An exact copy of every record, without the pictures, is what should come back.

DATA SHOWN
━━━━━━━━

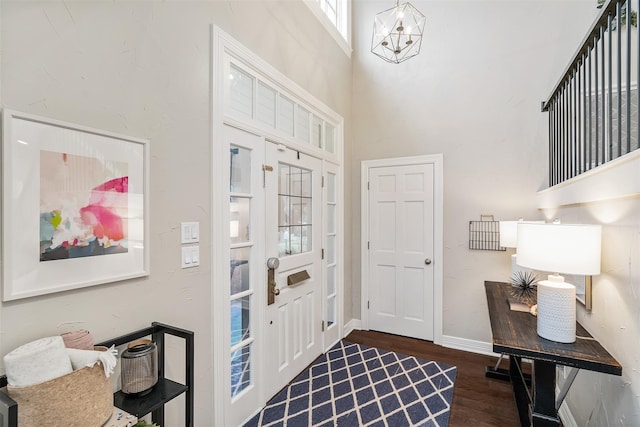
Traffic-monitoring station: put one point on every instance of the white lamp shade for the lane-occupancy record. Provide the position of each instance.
(508, 234)
(560, 248)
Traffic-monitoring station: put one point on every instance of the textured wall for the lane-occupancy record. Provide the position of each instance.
(142, 68)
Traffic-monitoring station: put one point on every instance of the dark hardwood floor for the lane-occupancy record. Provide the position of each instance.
(477, 401)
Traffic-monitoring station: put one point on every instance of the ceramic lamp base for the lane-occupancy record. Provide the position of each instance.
(557, 311)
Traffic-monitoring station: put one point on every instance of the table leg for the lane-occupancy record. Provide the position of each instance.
(520, 390)
(543, 412)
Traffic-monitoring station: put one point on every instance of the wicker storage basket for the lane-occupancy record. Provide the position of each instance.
(79, 399)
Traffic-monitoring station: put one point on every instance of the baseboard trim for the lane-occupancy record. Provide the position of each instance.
(472, 346)
(351, 325)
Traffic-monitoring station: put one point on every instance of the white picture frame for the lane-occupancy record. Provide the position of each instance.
(74, 206)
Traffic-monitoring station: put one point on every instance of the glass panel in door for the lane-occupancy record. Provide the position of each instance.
(240, 289)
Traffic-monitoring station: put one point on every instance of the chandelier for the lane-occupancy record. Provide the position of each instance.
(397, 33)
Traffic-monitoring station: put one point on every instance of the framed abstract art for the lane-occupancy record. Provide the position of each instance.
(74, 206)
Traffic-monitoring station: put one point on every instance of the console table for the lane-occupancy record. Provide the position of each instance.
(515, 334)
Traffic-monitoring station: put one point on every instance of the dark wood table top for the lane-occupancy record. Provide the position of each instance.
(515, 333)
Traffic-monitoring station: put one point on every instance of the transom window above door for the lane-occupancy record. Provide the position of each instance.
(294, 214)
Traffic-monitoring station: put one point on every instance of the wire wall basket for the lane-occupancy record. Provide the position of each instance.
(484, 235)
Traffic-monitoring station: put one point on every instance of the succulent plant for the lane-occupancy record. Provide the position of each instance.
(523, 286)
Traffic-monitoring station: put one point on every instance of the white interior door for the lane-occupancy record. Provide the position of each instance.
(401, 249)
(293, 237)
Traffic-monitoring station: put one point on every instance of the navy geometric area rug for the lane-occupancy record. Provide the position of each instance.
(356, 385)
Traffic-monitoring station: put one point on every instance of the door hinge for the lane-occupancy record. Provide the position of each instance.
(265, 169)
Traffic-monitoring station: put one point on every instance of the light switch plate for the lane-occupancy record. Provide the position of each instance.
(190, 232)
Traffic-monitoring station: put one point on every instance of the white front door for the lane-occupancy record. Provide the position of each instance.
(401, 250)
(294, 238)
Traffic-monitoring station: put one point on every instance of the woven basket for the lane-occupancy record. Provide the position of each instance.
(79, 399)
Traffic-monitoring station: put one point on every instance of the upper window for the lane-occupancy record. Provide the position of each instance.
(335, 16)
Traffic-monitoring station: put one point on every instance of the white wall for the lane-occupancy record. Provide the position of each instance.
(142, 68)
(595, 399)
(473, 94)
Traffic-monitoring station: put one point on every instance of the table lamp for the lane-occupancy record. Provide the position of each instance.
(509, 239)
(559, 248)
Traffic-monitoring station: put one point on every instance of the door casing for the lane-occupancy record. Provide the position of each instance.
(437, 161)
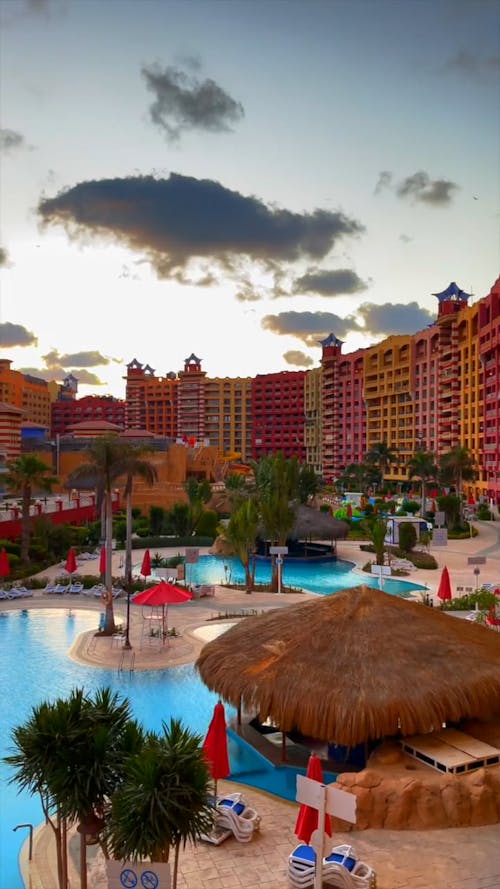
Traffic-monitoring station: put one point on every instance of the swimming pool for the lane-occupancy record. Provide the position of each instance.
(35, 667)
(314, 575)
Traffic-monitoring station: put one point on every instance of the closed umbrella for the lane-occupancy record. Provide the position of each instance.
(4, 563)
(307, 819)
(215, 746)
(102, 560)
(146, 564)
(444, 589)
(162, 595)
(71, 564)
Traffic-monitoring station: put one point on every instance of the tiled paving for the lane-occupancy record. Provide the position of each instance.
(459, 858)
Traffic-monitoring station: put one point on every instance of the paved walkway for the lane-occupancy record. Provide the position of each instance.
(465, 858)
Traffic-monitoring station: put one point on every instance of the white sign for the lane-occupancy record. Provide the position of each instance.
(138, 875)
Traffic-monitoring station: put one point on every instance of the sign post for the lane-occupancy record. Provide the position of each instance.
(327, 799)
(279, 551)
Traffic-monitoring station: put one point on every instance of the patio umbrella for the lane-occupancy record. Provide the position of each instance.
(102, 560)
(146, 564)
(162, 595)
(444, 589)
(4, 563)
(71, 564)
(215, 745)
(307, 819)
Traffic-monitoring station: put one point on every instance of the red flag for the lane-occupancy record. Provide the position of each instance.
(307, 819)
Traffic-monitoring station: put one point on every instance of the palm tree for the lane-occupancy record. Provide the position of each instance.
(423, 466)
(241, 532)
(25, 475)
(105, 464)
(162, 801)
(381, 455)
(71, 753)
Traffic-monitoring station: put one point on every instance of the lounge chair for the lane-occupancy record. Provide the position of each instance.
(340, 869)
(232, 813)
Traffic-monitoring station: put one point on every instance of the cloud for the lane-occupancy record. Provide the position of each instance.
(392, 318)
(329, 282)
(437, 192)
(76, 359)
(183, 102)
(297, 358)
(10, 140)
(464, 62)
(420, 187)
(309, 327)
(175, 220)
(16, 335)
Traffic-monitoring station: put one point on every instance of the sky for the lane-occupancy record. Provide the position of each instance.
(238, 179)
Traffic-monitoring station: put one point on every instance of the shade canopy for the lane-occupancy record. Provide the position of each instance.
(4, 563)
(358, 665)
(307, 818)
(444, 589)
(162, 594)
(215, 745)
(71, 564)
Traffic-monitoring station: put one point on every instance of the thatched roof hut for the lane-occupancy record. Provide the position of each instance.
(312, 524)
(358, 665)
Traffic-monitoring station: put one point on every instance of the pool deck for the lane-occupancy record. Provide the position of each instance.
(457, 858)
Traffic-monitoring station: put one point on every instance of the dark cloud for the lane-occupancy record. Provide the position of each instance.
(297, 358)
(76, 359)
(58, 374)
(183, 102)
(10, 140)
(464, 62)
(329, 282)
(384, 181)
(16, 335)
(420, 187)
(309, 327)
(394, 318)
(172, 221)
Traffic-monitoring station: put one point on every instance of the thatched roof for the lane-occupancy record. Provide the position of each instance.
(356, 665)
(312, 523)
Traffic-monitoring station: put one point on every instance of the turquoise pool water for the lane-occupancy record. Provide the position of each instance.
(34, 646)
(315, 576)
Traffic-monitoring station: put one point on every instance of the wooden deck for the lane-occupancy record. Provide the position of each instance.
(451, 751)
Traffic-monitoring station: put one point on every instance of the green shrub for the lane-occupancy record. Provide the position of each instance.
(407, 536)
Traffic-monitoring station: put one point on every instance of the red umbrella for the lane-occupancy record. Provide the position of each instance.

━━━━━━━━

SOLUTION
Traffic-monitoring station: put one point on every instance of the white lamp shade for the lane-occupancy record. Provide the position of each instance.
(508, 234)
(560, 248)
Traffic-monitoring station: put one point on every instance of the textured wall for the lane-occupancy record. Provide the position of each instance.
(142, 68)
Traffic-monitoring station: put one point on every instance of the dark hardwood floor for the lane-occupancy record. Provide the position of each instance.
(477, 401)
Traffic-monitoring station: put one point on every instance of the ceramic lamp base for the lane-occupancy record. Provide the position of each instance.
(557, 311)
Traffic-monitoring station: put one point on every instance of the table leg for the lane-occupancy record. Provide the position of each instance.
(520, 390)
(543, 412)
Traffic-monitoring station: put one point on every instance of the wicker storage basket for the lane-occupancy record. Provide the position of each instance.
(79, 399)
Traffic-monitoring station: put one point on every instance of the baseboard trim for the lane-occupancy record. Provide the position of each instance.
(472, 346)
(351, 325)
Traffic-monitoring station: put one point on every instance of the white picture frame for the lane-occupancy record. Provide the position of each instance.
(74, 206)
Traffic-monitoring station: put one point on every instance of the glass panel in door for the lane-occupancy record. Provide the position of each instance.
(240, 289)
Traffic-monitoring station: put one point on every instance of the chandelier for the lane-occupancy record. Provide the position of each instance.
(397, 33)
Traffic-monitoring station: put one point on every instance of the framed abstract art for the lane-occupancy record. Provide the position of each instance.
(74, 206)
Traffic-monitoring station: put one point on every instance of the console table for the lane-occupancy record. Provide the position of each instance.
(515, 334)
Traffic-monitoring station: put one point on every instance of the dark wood table top for the lane-occupancy record. Provide the position of each instance.
(515, 333)
Traffic-monitoring station: put one point on every instance of the transom window above door for the lane-occupancy record. Provide the position of each instance.
(294, 214)
Traffic-monitoring station: put one point on every instance of the wire wall basket for the lane-occupancy record. Provide the position of each instance.
(484, 235)
Traffic-monitoring station: put one point on every instance of the succulent plant for the lane-occupancy record. Provide the position of each instance.
(523, 286)
Traffic-monitoring station: put one point on every instance of the white interior door for the lane-occupancy record. Provide the position of each instance.
(401, 249)
(293, 237)
Traffic-monitoring station: put one point on every instance of the navy geometric area rug for the lane-occupancy record. Provide the position of each instance.
(356, 385)
Traffic-monitoring station: put one point on every instance of the door hinge for the lane-occupancy record. Provide the position of each instance.
(265, 169)
Traffic-monitoring station: put one point on every instance of the light switch plate for the lane-occupancy record. Provide the position of each instance.
(190, 232)
Traffic-monitoring station: put one point on every instance of the white front door for the lane-occupancy record. Provide the position of each instance.
(401, 250)
(294, 238)
Traffic-monitoring station: put one point on every instance of the woven basket for the lane-occupancy record. Provide the position of each instance.
(79, 399)
Traffic-monitoring station: put one point on every instance of the upper window for the lane-occupancy record. Provide the position of each instance.
(335, 16)
Traffic-monitoring station: put one point on every instance of the white wall for the lane-occupancy record. Provide the position of each instance.
(142, 68)
(595, 399)
(473, 94)
Traffic-monitoring station: put one point on every instance of the table lamp for the lane-occupancy record. Provide the position of each instance.
(509, 239)
(559, 248)
Traffic-monitoring station: put one point on every instance of the door casing for the lane-occupancy record. Provide the position of each instance.
(437, 161)
Traffic-monitoring station: put one point on every instance of the swimming pool for the lane-occupancy record. Provide the position of each instance.
(35, 667)
(314, 575)
Traffic-monitoring station: put one point on every instance of the closed umbrella for the lane-occupancy record. Provide the position of each instance.
(4, 563)
(307, 819)
(215, 746)
(102, 560)
(146, 564)
(444, 589)
(162, 595)
(71, 564)
Traffic-monitoring station: put one point on every instance of the tiled paving for the lane-occupancy record. Provide the position of each instance.
(459, 858)
Traffic-monitoring station: put one point on every instance of the paved walkway for the lane-occupancy record. Provide the position of each instance.
(465, 858)
Traffic-monitoring station: put one point on every instance of the white sign for the lane-occupancy record. Provide the position of each instance.
(138, 875)
Traffic-monitoring station: put one point on every instance of the sign post for the lane-occupancy record. Provide the position of each instance.
(327, 799)
(279, 551)
Traffic-monitoring station: put one point on every instance of the patio umbrella for the lane-occupancy record. Provide the position of each instance.
(102, 560)
(146, 564)
(162, 595)
(444, 589)
(4, 563)
(71, 564)
(215, 745)
(307, 819)
Traffic-monitoring station: put one point on every instance of the red flag for the lane-occupancy record. Provide the position of each instance.
(307, 819)
Traffic-monitoring station: put one point on every instance of the palm tree for the lane-occupancy record. Provide the position of each instance.
(423, 466)
(241, 532)
(25, 475)
(105, 464)
(162, 801)
(381, 455)
(71, 753)
Traffic-monitoring station: put one point on every instance of the lounge chair for the lane-occupancy record. Provide the position of each instance.
(340, 869)
(232, 813)
Traffic-monitoring station: put one point on every instance of the cloud for the lane-occupancy record. Provide the position of each instance.
(392, 318)
(329, 282)
(437, 192)
(76, 359)
(183, 102)
(297, 358)
(10, 140)
(464, 62)
(420, 187)
(309, 327)
(175, 220)
(16, 335)
Traffic-monitoring station: put one point on every instance of the sky for the lane-occupancy record. Provide the position of each instance.
(238, 179)
Traffic-monitoring station: put one point on every instance of the shade canopy for the lane-occupancy record. Provide the position of each instance.
(4, 563)
(358, 665)
(307, 818)
(444, 589)
(162, 594)
(215, 745)
(71, 564)
Traffic-monitoring station: put one point on every instance of the thatched roof hut for the lane-occupancy record. Provide the position of each instance.
(312, 524)
(358, 665)
Traffic-monitoring station: put one point on every instance of the pool deck for the lane-occupancy record. Provide the position of each instance.
(457, 858)
Traffic-monitoring station: put one point on every instance of the dark cloud for the lane-occupancy record. Provide the position of each instance.
(297, 358)
(76, 359)
(58, 374)
(183, 102)
(10, 140)
(464, 62)
(329, 282)
(384, 181)
(16, 335)
(420, 187)
(309, 327)
(394, 318)
(172, 221)
Traffic-monitoring station: put one point on every instance of the thatched roof for the lane-occupancy record. Provide the position of each instance.
(356, 665)
(312, 523)
Traffic-monitoring station: put one point on every instance of the turquoise pool water for the lane-occupancy record. Provide the position of each instance.
(34, 646)
(315, 576)
Traffic-monitoring station: put one point on every instance of the wooden deck for the lane-occupancy record. Provide the position of each instance.
(451, 751)
Traffic-monitoring station: put one point on every instance of the green shrub for the lane-occupancy record. Provide the position of each instance.
(407, 536)
Traffic-monitoring station: put one point on every instance of the red umbrella for the lane-occupancy record. Provide the position of each instance.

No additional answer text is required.